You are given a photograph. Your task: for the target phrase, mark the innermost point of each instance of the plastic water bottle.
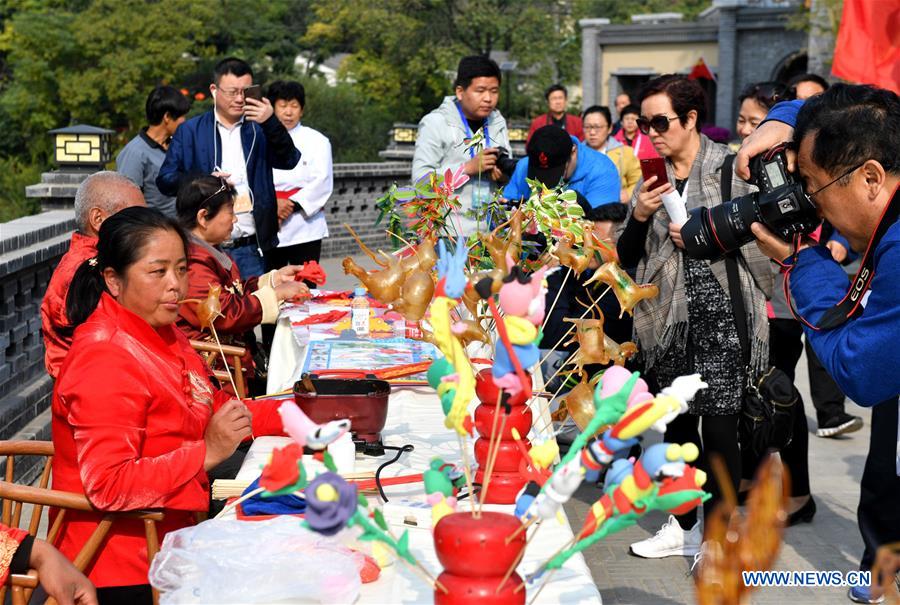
(359, 313)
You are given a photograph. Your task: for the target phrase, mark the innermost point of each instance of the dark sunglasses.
(658, 123)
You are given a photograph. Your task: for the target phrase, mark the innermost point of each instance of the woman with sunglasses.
(205, 207)
(136, 422)
(755, 102)
(634, 137)
(690, 326)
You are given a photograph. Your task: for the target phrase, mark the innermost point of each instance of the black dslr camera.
(780, 204)
(506, 164)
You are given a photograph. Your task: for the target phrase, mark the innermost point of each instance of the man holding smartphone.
(240, 140)
(443, 134)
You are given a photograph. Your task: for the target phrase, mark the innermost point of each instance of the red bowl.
(519, 419)
(486, 390)
(477, 548)
(504, 487)
(508, 455)
(462, 590)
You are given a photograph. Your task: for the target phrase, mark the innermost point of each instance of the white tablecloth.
(415, 417)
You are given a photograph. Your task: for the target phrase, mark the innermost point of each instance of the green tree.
(620, 11)
(356, 127)
(403, 54)
(94, 61)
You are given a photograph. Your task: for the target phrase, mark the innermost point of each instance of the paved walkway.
(830, 542)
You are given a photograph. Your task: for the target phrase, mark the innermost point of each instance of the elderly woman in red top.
(136, 422)
(205, 207)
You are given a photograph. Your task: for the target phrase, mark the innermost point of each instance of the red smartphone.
(253, 92)
(655, 167)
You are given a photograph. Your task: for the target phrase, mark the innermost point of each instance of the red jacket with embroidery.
(130, 411)
(53, 307)
(241, 312)
(642, 145)
(10, 539)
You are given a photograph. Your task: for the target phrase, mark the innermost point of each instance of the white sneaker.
(670, 541)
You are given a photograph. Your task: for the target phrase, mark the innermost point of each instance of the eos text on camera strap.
(851, 305)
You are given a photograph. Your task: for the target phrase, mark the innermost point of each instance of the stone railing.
(31, 247)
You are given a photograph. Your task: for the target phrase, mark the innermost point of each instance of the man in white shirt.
(241, 140)
(303, 191)
(444, 132)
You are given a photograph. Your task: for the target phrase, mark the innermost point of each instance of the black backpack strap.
(731, 269)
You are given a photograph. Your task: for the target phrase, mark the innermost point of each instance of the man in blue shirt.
(554, 156)
(848, 142)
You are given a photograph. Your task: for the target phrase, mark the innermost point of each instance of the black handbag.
(767, 408)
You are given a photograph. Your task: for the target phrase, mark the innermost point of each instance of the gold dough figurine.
(627, 292)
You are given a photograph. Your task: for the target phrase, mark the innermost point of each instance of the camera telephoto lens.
(506, 164)
(711, 232)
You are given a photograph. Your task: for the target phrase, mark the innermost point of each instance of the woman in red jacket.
(205, 207)
(136, 422)
(632, 136)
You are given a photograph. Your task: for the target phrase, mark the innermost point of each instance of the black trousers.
(276, 258)
(828, 398)
(878, 513)
(139, 594)
(719, 437)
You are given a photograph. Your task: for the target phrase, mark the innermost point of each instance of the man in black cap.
(554, 156)
(441, 142)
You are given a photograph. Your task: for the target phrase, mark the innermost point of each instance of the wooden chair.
(15, 496)
(235, 354)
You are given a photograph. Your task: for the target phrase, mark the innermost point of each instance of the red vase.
(476, 547)
(504, 487)
(506, 459)
(475, 557)
(486, 390)
(519, 418)
(481, 591)
(505, 481)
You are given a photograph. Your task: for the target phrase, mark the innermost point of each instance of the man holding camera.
(443, 139)
(240, 140)
(848, 157)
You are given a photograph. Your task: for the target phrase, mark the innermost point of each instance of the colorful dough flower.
(284, 473)
(330, 502)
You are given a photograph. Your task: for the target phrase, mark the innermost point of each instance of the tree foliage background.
(95, 61)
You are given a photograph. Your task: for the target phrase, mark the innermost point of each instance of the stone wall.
(29, 250)
(356, 188)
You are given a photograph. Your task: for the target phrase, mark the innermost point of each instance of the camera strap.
(731, 270)
(469, 134)
(851, 305)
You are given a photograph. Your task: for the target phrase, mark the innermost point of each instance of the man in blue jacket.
(848, 142)
(241, 140)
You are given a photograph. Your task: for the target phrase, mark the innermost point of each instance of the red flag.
(701, 72)
(868, 44)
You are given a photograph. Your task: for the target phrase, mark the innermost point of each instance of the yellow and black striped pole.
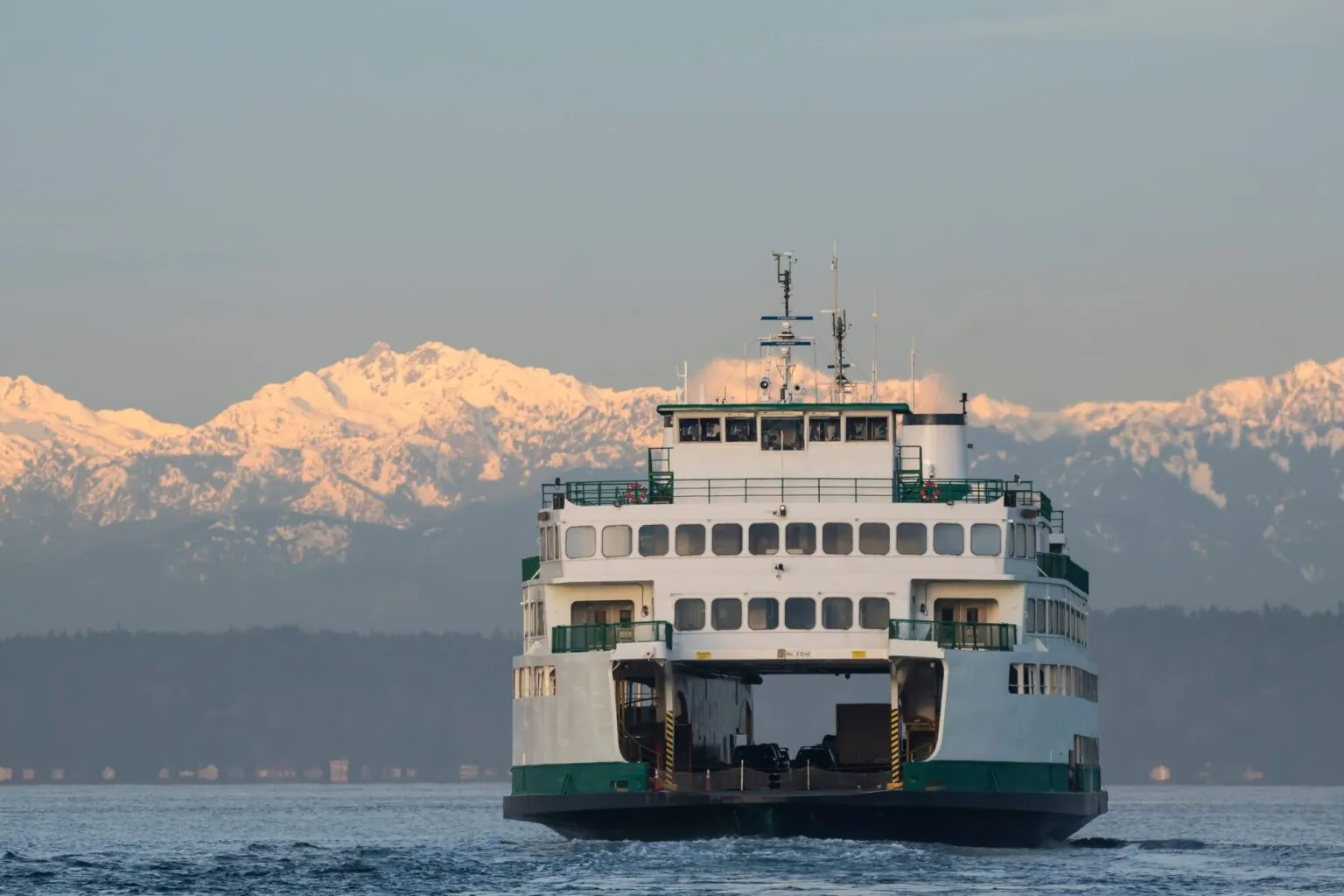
(669, 752)
(895, 747)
§
Keep the pictures out and transcribe the listing exactly.

**Output below:**
You are given a photograph. Your task: for the target phrase, mark the innermost point of each instance of the plastic water bottle.
(359, 313)
You are given a photograph. Your task: for the target phrase, mark the innermost point of each instance of the dark sunglasses.
(658, 123)
You are given a photograph. Your task: for the target phrase, mark the innermost point of each instance of the woman with sunglasses.
(205, 207)
(136, 422)
(755, 102)
(634, 137)
(690, 326)
You are given a photograph. Your task: for the target phrase, mark the innermost point of each instance of the black dslr camera.
(780, 204)
(506, 164)
You are given a photograph. Your task: for the target phrase, mark the innermost point of each instance of the man holding smartphone.
(240, 140)
(443, 134)
You are given a photograph. Your task: for the target phrase, mark the innermost point of each instance of the red bowl.
(519, 419)
(486, 390)
(477, 548)
(504, 487)
(508, 455)
(462, 590)
You are given a photograph. Your task: for the target phrase, mark the innermost point of each instance of the white tablecloth.
(415, 417)
You are given a photograph. Your task: for the target phrase, mark the innermost point of each instance of the green tree.
(620, 11)
(356, 127)
(403, 54)
(94, 61)
You are given a photograph. Your task: for the target phrase, mark the innermost point of each instance of the paved walkway.
(830, 542)
You are given a photograph. Your task: for the target phrase, mark the innermost point of each instance of the elderly woman in red top.
(136, 422)
(205, 207)
You are given a photograph. Your task: for the target phrase, mark the innermost point of each instance of the red smartphone.
(253, 92)
(655, 167)
You are given a photograph. Your task: for the target phrase, mark the innermost point of each instance of the red jacket with embroidery.
(130, 411)
(53, 307)
(241, 312)
(642, 145)
(10, 539)
You are given a photograph. Your task: for the target phrase, mark the innermost point of each instance of the white sneaker.
(670, 541)
You are given a photograph. Your task: for the target phrase, mark the innermost point of each instance of the eos text on camera strap.
(851, 305)
You are given a photograph. Your task: for the target phrase, mark the innermost point of each instance of the stone railing.
(31, 247)
You are given a photograph. Your task: for the target phrase, mark the innermost point of each instance of the man in white shirt.
(241, 140)
(303, 191)
(444, 132)
You are given a photograph. Your task: for the target phrase, mark the innermost point of each instance of the black backpack strap.
(731, 269)
You are given a photograph. Your task: for the target phrase, mark the innermost point of each instance of the man in blue shirt.
(554, 156)
(848, 142)
You are given a photograph. Your task: for the target phrase, mark the innermost point of each instance of the black handbag.
(767, 408)
You are given a photograph. Your task: for the target phrase, mark the innermost point of each instance of the gold dough figurine.
(627, 292)
You are given a photograph. Your task: for the target phrase, mark the innermost point of each instance of the camera telephoto lens.
(506, 164)
(711, 232)
You are given a photograph. Your task: for the target phrase, mark the innermost point of each instance of the woman in red jacket.
(205, 207)
(136, 422)
(632, 136)
You are given a photograph. Your task: for the target phrase, mark the innermost point of each instance of the black trousers.
(276, 258)
(828, 398)
(878, 513)
(139, 594)
(719, 437)
You are given a photograph. Your task: for the target phrase, mark the innermost point of each instance of the man in black cap.
(554, 156)
(441, 142)
You are given a photograph. Your task: for the target phrase, mark the innermost point of each instance of the wooden chair.
(15, 496)
(235, 354)
You are given a photograph. Your task: for the target phrase, mark the innermost point of each instance of the red vase.
(476, 547)
(504, 487)
(506, 459)
(475, 557)
(486, 390)
(519, 418)
(481, 591)
(505, 481)
You are given a photograph. Your task: for the target phrase, mark the innermost point of each instance of the man holding camera.
(443, 139)
(240, 140)
(848, 157)
You are given a photograph. Your task: for the target phrase, mark the innermost point of each instance of the colorful dough flower.
(284, 473)
(330, 502)
You are given a photograph. Your task: for the target phrase, mark the innermost point of each instance of the tree foliage background.
(95, 61)
You are given a photograph. Your task: for the target phrase, mark the innermost point of each instance of the stone wall.
(29, 250)
(356, 188)
You are given a photograph. Your task: for the target phrase, mark the innermost point of each instance of the camera strap.
(731, 270)
(469, 134)
(851, 305)
You are given a photograph. Your task: for the target phrase, mark the innermost point of each instance of the man in blue jacket.
(848, 142)
(241, 140)
You are given a photograph. Your task: for the target phrase, mark the innermost point of each instance of the red flag.
(701, 72)
(868, 44)
You are given a photograph. Your task: for the target phrase, mark the innermost point of each instance of the yellow and black striped pole.
(669, 752)
(895, 747)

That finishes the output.